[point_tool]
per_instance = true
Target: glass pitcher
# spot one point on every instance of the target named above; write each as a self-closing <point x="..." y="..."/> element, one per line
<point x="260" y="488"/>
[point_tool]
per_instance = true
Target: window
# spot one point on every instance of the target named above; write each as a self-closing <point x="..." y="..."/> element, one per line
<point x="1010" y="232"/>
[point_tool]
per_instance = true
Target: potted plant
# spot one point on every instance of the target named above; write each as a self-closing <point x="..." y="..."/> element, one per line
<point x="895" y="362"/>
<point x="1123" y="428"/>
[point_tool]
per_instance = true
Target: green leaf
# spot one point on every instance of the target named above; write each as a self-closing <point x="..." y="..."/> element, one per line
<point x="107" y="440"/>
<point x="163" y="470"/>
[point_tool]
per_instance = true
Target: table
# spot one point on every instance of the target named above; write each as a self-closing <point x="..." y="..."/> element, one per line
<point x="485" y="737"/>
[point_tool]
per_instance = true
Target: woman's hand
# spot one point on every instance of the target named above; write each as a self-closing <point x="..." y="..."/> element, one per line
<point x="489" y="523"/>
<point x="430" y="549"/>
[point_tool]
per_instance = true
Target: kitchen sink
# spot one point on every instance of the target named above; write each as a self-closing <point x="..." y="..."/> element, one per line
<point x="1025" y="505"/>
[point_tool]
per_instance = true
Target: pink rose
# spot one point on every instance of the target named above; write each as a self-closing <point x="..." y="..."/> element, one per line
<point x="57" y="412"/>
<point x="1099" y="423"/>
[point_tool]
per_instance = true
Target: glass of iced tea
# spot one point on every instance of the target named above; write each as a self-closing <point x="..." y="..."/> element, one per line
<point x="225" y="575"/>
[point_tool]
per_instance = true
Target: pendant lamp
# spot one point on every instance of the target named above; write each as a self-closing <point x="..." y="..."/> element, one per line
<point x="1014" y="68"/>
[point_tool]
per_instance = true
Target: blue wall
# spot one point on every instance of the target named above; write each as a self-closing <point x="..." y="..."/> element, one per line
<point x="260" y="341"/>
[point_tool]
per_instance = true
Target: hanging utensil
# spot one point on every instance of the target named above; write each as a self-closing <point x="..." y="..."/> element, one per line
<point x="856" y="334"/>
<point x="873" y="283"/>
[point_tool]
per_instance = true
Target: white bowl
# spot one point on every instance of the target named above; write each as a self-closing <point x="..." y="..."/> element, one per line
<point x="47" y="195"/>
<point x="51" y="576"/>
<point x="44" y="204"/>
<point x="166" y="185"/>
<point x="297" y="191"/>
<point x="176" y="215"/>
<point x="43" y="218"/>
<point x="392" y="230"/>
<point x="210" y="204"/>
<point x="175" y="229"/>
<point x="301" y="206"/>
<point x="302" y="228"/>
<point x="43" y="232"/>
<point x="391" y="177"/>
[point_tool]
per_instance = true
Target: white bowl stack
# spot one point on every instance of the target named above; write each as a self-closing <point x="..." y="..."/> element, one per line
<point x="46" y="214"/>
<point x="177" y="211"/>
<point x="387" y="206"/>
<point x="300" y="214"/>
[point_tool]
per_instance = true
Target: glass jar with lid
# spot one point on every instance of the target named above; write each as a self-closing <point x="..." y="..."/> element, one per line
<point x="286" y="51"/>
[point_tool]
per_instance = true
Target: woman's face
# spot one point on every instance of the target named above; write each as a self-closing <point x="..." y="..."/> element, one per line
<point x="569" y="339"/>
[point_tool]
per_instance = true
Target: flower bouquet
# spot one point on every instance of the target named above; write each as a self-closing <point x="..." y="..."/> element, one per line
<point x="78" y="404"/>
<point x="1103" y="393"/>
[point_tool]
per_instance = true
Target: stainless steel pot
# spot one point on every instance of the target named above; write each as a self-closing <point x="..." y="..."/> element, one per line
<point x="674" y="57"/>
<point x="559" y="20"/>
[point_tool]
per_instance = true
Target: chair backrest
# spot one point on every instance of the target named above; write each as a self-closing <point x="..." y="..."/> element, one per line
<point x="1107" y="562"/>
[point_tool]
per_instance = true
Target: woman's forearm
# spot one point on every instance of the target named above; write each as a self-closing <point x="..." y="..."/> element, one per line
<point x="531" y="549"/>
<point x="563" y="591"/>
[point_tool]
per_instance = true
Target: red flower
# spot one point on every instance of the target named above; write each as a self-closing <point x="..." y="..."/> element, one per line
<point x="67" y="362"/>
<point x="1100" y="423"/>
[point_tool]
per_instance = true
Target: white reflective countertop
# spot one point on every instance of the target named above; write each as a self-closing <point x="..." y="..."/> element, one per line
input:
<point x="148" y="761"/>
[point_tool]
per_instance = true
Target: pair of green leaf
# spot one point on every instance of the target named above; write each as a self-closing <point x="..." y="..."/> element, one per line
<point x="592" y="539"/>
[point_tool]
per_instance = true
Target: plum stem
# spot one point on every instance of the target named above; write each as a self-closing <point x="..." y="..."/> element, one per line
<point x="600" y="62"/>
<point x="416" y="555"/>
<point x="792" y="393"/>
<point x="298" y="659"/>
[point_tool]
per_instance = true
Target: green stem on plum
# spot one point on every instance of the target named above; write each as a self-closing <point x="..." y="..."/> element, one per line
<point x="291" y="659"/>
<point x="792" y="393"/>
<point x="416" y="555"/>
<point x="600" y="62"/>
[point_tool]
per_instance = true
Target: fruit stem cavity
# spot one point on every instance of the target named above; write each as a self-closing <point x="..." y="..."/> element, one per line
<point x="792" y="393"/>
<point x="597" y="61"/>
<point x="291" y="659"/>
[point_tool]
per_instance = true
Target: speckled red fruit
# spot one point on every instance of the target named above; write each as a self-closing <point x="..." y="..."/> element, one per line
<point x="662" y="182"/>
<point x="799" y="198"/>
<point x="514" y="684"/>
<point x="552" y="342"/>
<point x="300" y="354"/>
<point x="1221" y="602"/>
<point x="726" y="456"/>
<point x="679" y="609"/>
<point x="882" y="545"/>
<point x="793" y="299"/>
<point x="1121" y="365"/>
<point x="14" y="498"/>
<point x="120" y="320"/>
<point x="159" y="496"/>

• TASK TO CARRY OUT: Give the material above again, word for word.

• WRITTEN RESPONSE:
[point_tool]
per_instance = true
Target: glass pitcher
# spot one point on every instance of the target named above; write each as a self-closing <point x="..." y="..."/> element, one per line
<point x="260" y="488"/>
[point_tool]
per_instance = true
Target: window
# spot one point on every instance of the target named above; write each as a self-closing <point x="..." y="..."/> element, one per line
<point x="1010" y="232"/>
[point_tool]
per_instance = true
Target: potted plant
# spot one point on every instance of the target named above; write each as a self-closing <point x="..." y="..."/> element, one per line
<point x="895" y="362"/>
<point x="1123" y="428"/>
[point_tool]
per_instance = true
Target: green leaf
# spot one point on every instance of the target named above; write each as a self-closing <point x="..." y="..."/> element, one per line
<point x="107" y="440"/>
<point x="163" y="470"/>
[point_tool]
per_instance = true
Target: table
# spot one point on every instance of the target named above; write each as a self-closing <point x="..." y="..."/> element, one per line
<point x="485" y="737"/>
[point_tool]
per_instance = true
Target: woman's hand
# spot one point on every instance of the target named above; write each as a self-closing <point x="..." y="..."/> element, one per line
<point x="489" y="523"/>
<point x="430" y="549"/>
[point_tool]
per_instance = true
Target: kitchen sink
# spot one point on every instance of the target named above; write each as a self-closing <point x="..." y="..."/> element, one per line
<point x="1025" y="505"/>
[point_tool]
per_instance = true
Target: pink rose
# spot one point on every instance of the target named above; write each as a self-closing <point x="..." y="..."/> element, one per line
<point x="57" y="412"/>
<point x="1099" y="423"/>
[point_tool]
per_instance = true
Target: glass of iced tea
# spot one point on every instance of the target named above; write each as a self-closing <point x="..." y="..."/> element, one per line
<point x="225" y="575"/>
[point_tool]
per_instance = true
Target: pendant lamp
# spot one point on every instance of the target named above; write each as a self-closing <point x="..." y="..."/> element, one per line
<point x="1014" y="68"/>
[point_tool]
per_instance = true
Target: blue wall
# spot one point on every instance of the target named above; write each as a self-closing <point x="..." y="..."/> element, one per line
<point x="260" y="341"/>
[point_tool]
per_instance = true
Target: hanging utensil
# spot one point on every instance of the target named above; write each as a self-closing <point x="..." y="..."/> element, one per line
<point x="856" y="334"/>
<point x="873" y="283"/>
[point_tool]
per_instance = true
Target: white bowl
# spot one point on every instance of the target named above; write each as a self-closing <point x="..." y="..."/> element, one per line
<point x="47" y="195"/>
<point x="51" y="576"/>
<point x="44" y="204"/>
<point x="166" y="185"/>
<point x="297" y="191"/>
<point x="176" y="215"/>
<point x="43" y="218"/>
<point x="392" y="230"/>
<point x="210" y="204"/>
<point x="175" y="229"/>
<point x="301" y="206"/>
<point x="302" y="228"/>
<point x="43" y="232"/>
<point x="391" y="177"/>
[point_tool]
per_instance = true
Target: white bowl stack
# spot one point on every instance of the target named above; write each as a self-closing <point x="..." y="..."/> element, one per line
<point x="46" y="214"/>
<point x="177" y="211"/>
<point x="387" y="206"/>
<point x="300" y="214"/>
[point_tool]
per_instance = true
Target: glass jar with lid
# spot one point on every instance of the target named above; write each as a self-closing <point x="..." y="..."/> element, one per line
<point x="286" y="51"/>
[point_tool]
per_instance = true
Target: woman's face
# spot one point on every instance of the target named above; write each as a self-closing <point x="..." y="..."/> element, one per line
<point x="569" y="339"/>
[point_tool]
per_instance = true
Target: flower bouquet
# spot one point on every instance of the target named above; write each as a self-closing <point x="..." y="..."/> element, one per line
<point x="78" y="404"/>
<point x="1103" y="393"/>
[point_tool]
per_instance = true
Target: stainless steel pot
# spot one point on every instance of the target named above; write each as a self-closing <point x="..." y="..."/> element, one per line
<point x="674" y="57"/>
<point x="559" y="20"/>
[point_tool]
per_instance = true
Target: chair backrest
# spot one point on every instance of the target named above; write each as a self-closing <point x="..." y="..."/> element, one per line
<point x="1107" y="562"/>
[point_tool]
per_instance = true
Target: woman's forearm
# spot one point on every instance of the target named above; write each as a self-closing <point x="..." y="..."/> element, one per line
<point x="531" y="549"/>
<point x="563" y="591"/>
[point_tool]
per_instance = true
Target: red flower
# spot one point on every instance of the target named above; write each as a self-closing <point x="..." y="..."/> element, one per line
<point x="67" y="362"/>
<point x="1100" y="423"/>
[point_tool]
per_instance = true
Target: white reflective countertop
# spot one point on every instance of the target named above; write each as a self-closing <point x="..." y="..."/> element, one per line
input:
<point x="148" y="761"/>
[point_tool]
per_instance = true
Target: pair of green leaf
# spot one point on every instance of the target named above; write each as a self-closing <point x="..." y="..."/> element, one per line
<point x="592" y="539"/>
[point_tool]
per_instance = true
Target: plum stem
# spot one point on every instance of the target named above; write each as a self-closing <point x="..." y="..."/> element, one per line
<point x="600" y="62"/>
<point x="416" y="555"/>
<point x="792" y="393"/>
<point x="298" y="659"/>
[point_tool]
per_instance = true
Target: green stem on plum
# spot one point on every instance of the target named above; write each as a self-closing <point x="..." y="..."/> element, one per line
<point x="291" y="659"/>
<point x="792" y="393"/>
<point x="416" y="555"/>
<point x="600" y="62"/>
[point_tool]
per_instance = true
Target: fruit stem cavity
# spot one point on every instance of the target named above; write each as a self-closing <point x="..." y="..."/> element, one per line
<point x="792" y="393"/>
<point x="597" y="61"/>
<point x="291" y="659"/>
[point_tool]
per_instance = true
Target: speckled red fruit
# spot one point on every instance of the target named above; write each as a self-closing <point x="..." y="..."/> element, one per line
<point x="662" y="182"/>
<point x="799" y="198"/>
<point x="514" y="684"/>
<point x="552" y="342"/>
<point x="300" y="354"/>
<point x="1221" y="602"/>
<point x="726" y="456"/>
<point x="679" y="609"/>
<point x="882" y="545"/>
<point x="793" y="299"/>
<point x="1121" y="365"/>
<point x="14" y="498"/>
<point x="120" y="320"/>
<point x="159" y="496"/>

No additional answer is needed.